> _WORK INSTRUCTION_
Return the listing below word for word.

> _SUPPLIED DATA_
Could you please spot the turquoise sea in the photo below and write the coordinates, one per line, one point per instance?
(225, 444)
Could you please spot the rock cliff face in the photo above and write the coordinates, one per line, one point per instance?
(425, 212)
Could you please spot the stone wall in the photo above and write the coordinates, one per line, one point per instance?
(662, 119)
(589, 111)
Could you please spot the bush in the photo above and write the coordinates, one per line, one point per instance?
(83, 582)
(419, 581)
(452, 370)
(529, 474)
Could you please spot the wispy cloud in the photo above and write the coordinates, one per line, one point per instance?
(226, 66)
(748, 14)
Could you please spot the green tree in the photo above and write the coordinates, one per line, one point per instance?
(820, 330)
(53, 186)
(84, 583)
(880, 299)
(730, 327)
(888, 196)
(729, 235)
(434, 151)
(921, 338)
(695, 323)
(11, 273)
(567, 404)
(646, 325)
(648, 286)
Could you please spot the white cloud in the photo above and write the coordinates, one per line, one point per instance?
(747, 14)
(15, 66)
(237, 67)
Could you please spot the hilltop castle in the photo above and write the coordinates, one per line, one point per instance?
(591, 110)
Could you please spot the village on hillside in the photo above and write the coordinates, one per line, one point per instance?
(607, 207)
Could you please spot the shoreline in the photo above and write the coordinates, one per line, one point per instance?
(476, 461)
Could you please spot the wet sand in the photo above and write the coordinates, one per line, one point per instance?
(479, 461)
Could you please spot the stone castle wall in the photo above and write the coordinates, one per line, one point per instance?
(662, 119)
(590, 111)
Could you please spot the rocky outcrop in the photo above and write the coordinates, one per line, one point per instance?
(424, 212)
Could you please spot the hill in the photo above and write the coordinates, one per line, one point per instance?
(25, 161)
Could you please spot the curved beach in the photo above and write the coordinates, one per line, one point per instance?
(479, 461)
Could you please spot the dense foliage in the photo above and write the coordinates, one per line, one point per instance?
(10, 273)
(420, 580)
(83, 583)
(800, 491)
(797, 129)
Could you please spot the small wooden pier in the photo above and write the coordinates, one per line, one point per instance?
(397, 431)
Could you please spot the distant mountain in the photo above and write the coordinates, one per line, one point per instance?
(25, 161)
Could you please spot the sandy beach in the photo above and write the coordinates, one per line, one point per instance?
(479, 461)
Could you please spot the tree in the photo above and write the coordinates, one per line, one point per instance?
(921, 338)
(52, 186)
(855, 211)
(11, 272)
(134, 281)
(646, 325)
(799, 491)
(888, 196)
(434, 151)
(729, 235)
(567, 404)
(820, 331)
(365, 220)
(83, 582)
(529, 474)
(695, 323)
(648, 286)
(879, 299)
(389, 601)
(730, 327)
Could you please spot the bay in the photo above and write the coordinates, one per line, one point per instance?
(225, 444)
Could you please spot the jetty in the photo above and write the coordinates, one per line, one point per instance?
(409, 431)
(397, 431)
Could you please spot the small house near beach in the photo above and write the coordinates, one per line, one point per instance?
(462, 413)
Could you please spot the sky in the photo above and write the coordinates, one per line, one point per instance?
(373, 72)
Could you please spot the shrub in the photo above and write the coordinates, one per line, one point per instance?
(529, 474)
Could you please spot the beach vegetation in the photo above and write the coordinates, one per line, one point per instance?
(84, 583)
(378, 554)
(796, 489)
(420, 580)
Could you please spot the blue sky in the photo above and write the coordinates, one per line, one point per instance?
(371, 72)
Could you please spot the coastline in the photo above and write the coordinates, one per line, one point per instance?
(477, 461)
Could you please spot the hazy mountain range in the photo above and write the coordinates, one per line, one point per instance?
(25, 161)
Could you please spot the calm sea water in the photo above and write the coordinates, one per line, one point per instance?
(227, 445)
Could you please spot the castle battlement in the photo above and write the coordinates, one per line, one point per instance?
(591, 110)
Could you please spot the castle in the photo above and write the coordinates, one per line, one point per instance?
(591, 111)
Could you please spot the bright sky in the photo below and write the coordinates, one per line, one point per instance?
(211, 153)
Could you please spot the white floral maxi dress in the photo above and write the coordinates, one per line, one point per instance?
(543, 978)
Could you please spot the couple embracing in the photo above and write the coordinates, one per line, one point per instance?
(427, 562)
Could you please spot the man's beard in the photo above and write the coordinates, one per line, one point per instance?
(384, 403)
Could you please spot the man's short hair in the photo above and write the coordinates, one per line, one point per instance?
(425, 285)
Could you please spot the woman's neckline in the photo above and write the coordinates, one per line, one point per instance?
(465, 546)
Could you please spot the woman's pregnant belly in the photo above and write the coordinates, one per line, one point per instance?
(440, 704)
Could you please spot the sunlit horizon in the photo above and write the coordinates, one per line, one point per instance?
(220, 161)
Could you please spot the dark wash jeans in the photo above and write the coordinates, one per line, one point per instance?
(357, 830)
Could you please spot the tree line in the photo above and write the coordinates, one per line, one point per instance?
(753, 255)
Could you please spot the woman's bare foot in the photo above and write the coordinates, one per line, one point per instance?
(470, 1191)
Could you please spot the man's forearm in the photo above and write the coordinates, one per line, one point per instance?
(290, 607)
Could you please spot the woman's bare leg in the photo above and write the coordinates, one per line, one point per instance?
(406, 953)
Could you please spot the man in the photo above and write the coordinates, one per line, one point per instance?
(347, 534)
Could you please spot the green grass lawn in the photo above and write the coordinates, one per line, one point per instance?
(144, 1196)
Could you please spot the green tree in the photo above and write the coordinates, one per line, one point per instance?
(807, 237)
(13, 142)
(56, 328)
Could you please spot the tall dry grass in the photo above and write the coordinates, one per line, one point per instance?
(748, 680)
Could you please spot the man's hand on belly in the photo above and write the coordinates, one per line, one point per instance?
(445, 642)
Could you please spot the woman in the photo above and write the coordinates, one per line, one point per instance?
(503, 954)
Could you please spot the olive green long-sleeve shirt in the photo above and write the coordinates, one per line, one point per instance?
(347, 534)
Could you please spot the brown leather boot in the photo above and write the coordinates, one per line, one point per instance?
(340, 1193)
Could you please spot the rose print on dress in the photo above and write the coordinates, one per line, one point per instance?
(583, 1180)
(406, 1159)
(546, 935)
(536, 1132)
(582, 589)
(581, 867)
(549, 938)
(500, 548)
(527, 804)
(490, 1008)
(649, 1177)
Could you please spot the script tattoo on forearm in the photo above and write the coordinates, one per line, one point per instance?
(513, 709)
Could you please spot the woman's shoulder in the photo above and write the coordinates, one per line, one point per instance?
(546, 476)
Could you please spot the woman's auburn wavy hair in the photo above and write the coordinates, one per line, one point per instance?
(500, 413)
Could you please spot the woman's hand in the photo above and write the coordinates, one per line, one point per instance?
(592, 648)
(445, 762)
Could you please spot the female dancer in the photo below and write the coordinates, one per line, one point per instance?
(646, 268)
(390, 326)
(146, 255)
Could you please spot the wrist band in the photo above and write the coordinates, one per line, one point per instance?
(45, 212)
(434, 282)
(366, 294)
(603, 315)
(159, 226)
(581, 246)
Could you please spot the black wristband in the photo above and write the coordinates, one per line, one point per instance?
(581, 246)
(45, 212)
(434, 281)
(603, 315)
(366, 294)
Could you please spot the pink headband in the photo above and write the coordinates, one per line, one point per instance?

> _RESPONSE AREA_
Could you please spot the turquoise sea in the photo below and write the coordinates, one per line, one point per instance?
(225, 444)
Could you please spot the rock cliff face in the photo above and write the coordinates, one per line, one point per instance?
(425, 212)
Could you please spot the stone wall in the photo above and write the coordinates, one per line, one point per instance?
(662, 119)
(589, 111)
Could you please spot the bush in the photo above and write the coordinates, one per line, one point per instance?
(83, 582)
(419, 581)
(452, 370)
(529, 474)
Could you please spot the wispy cloud in the photo above and write the coordinates, one per line, one point per instance?
(226, 66)
(748, 14)
Could you please spot the green tree in the photo above and write the coordinates, one per line, one point per instance?
(820, 330)
(53, 186)
(84, 583)
(880, 299)
(730, 327)
(888, 196)
(729, 235)
(434, 151)
(921, 338)
(695, 323)
(11, 273)
(567, 404)
(646, 325)
(648, 286)
Could you please spot the white cloud in the photo above and write the coordinates, one per line, one point per instance?
(747, 14)
(15, 66)
(237, 67)
Could you please spot the hilltop castle in the photo above and write the coordinates, one per line, one point per instance?
(591, 110)
Could you please spot the village on hillside in the photo above and write the coordinates, one per line, one point per instance?
(607, 207)
Could you please spot the shoreline in the photo above and write the coordinates, one per line, one point per instance?
(476, 461)
Could you please spot the wet sand in the photo above and write the coordinates, one per line, one point per instance?
(479, 461)
Could you please spot the stone castle wall in the photo above and write the coordinates, one per line, one point per instance?
(662, 119)
(590, 111)
Could you please spot the rocky outcrop in the photo above and write the coordinates, one per line, one point per instance?
(424, 212)
Could you please spot the hill in the photo above and write the coordinates, one per line, one point per instance?
(25, 161)
Could you please spot the curved beach in the photo above and write the coordinates, one per line, one point per instance?
(479, 461)
Could you please spot the dense foliage in the photo above and write the coordinates, one per line, one point per instance?
(10, 273)
(420, 580)
(83, 583)
(800, 491)
(797, 129)
Could you please spot the small wooden pier in the photo above and write the coordinates, one per line, one point per instance?
(397, 431)
Could you please spot the distant mountain in the photo above and write the coordinates, one per line, one point per instance?
(25, 161)
Could you please spot the sandy beach in the photo above and write the coordinates, one per line, one point per instance?
(479, 461)
Could you please spot the tree in the photo above and write the coordinates, one per line, one point per instance?
(921, 338)
(52, 186)
(855, 211)
(11, 272)
(134, 281)
(646, 325)
(799, 491)
(888, 196)
(434, 151)
(729, 235)
(567, 404)
(820, 331)
(365, 220)
(83, 582)
(529, 474)
(695, 323)
(648, 286)
(879, 299)
(389, 601)
(730, 327)
Could you please spot the bay in the photo above and write the coordinates, one per line, one point per instance?
(225, 444)
Could you please spot the jetty in the photo above and write the coordinates, one per line, one point per instance?
(409, 431)
(397, 431)
Could you please spot the small house near beach in the photo above and write the coordinates, one per line, one point per instance?
(462, 413)
Could you please spot the sky in the photo above and write the coordinates, one per line, one point per instance?
(373, 72)
Could you please spot the shrub in the photo above and write the coordinates, one per line, one point per instance?
(529, 474)
Could you please spot the beach vegetation in the photo above and write the coordinates, one per line, one point per instance?
(84, 583)
(378, 554)
(796, 489)
(420, 580)
Could you please spot the blue sky in the photo above and write the coordinates, one per line, one point per instance?
(371, 72)
Could you please spot the coastline in the photo above and write the coordinates, one per line, one point per instance?
(477, 461)
Could you please spot the hazy mountain range in the photo above and write the coordinates, one per line, one point per instance?
(25, 161)
Could you please spot the calm sea water in the photo above and write the coordinates, one per line, one point per instance?
(227, 445)
Could you please spot the castle battlement in the photo above and write the coordinates, one per line, one point per instance?
(591, 110)
Could you please spot the castle in the photo above and write the coordinates, one per line, one point per instance?
(591, 111)
Could you please spot the bright sky in the photo below and write the coordinates, one per line, one point per instance?
(211, 153)
Could you please spot the white floral maxi dress in the photo above and write the coordinates, one per line, one point per instance?
(543, 978)
Could you please spot the couple embracing in the photo above and write the coordinates, one per line, one point per instance?
(427, 562)
Could you please spot the man's beard in the photo above and write the coordinates, one per line, one point per instance?
(384, 403)
Could you please spot the man's short hair in the photo above and write the coordinates, one per line, one point per instance?
(425, 285)
Could you please spot the woman's neckline in the photo above and write the coordinates, one per line, one point per instance?
(465, 546)
Could you please spot the woman's pregnant belly in the photo above and write the coordinates, one per line, one point per instance?
(440, 704)
Could you please spot the sunlit horizon in the photo above and write the coordinates, one per line, one point per instance?
(220, 161)
Could you please spot the dark wash jeans in the photo above and write the coordinates, one per line, one point per instance?
(357, 830)
Could you please spot the tree line in the photo above and write the coordinates, one per line, one point per instance?
(753, 255)
Could you please spot the woman's bare foot in the photo above and write the coordinates, one per line, one point per instance?
(470, 1191)
Could you please spot the man's forearm in the photo above and write the coordinates, one per line, one point per instance?
(290, 607)
Could you please spot the woman's bare leg in the photo above and write the coordinates, one per line, one point per instance?
(406, 953)
Could you please spot the man in the photo above and write the coordinates, one per line, one point per instance?
(347, 534)
Could you please spot the green grass lawn in the photo above and write the coordinates, one per line, one point per instance?
(144, 1196)
Could you please spot the green tree in the photo above and write the coordinates, one per line, one point per instance?
(807, 237)
(13, 142)
(56, 328)
Could you please spot the tall dry grass in the photo above and write the coordinates, one per line, one point per instance?
(748, 680)
Could you please spot the man's hand on belly in the photo above and write the coordinates, one per line, one point per instance?
(445, 642)
Could you please spot the woman in the photo above and write the coordinates, one per line, one point per instance?
(503, 954)
Could you please spot the olive green long-sleeve shirt in the photo above and write the coordinates, one per line, one point per instance?
(347, 534)
Could you please spot the brown leather boot in the photo above and write the coordinates, one per line, one point per instance?
(340, 1193)
Could you please spot the rose print on dress in the photo above and write the coordinates, one per line, one point per instance?
(583, 1180)
(406, 1159)
(546, 935)
(536, 1132)
(582, 589)
(581, 867)
(549, 938)
(500, 548)
(527, 804)
(490, 1008)
(649, 1177)
Could you please spot the script tattoo on forearm in the photo above and write the coordinates, one per line, one point per instance?
(513, 709)
Could you please spot the woman's shoulder in the photo above and write the coordinates, one per line, one point per instance?
(546, 476)
Could you please spot the woman's auburn wavy hair in the photo above and write the coordinates, one per line, one point per instance?
(500, 413)
Could you please spot the woman's hand in the photo above and write the coordinates, one per line, one point per instance?
(592, 648)
(445, 762)
Could you please spot the female dancer in the photo below and write the coordinates, one per line, one point per instance?
(646, 268)
(390, 326)
(146, 255)
Could you please spot the wrist band in the photo above and write the coordinates, one per line, one point per instance?
(45, 212)
(434, 282)
(366, 294)
(603, 315)
(159, 226)
(581, 246)
Could you please spot the black wristband in the photo above and write the coordinates, one per line, one point per instance?
(581, 246)
(45, 212)
(434, 281)
(603, 315)
(366, 294)
Could you please spot the pink headband in the photo above and write the coordinates, one per line, one point per instance?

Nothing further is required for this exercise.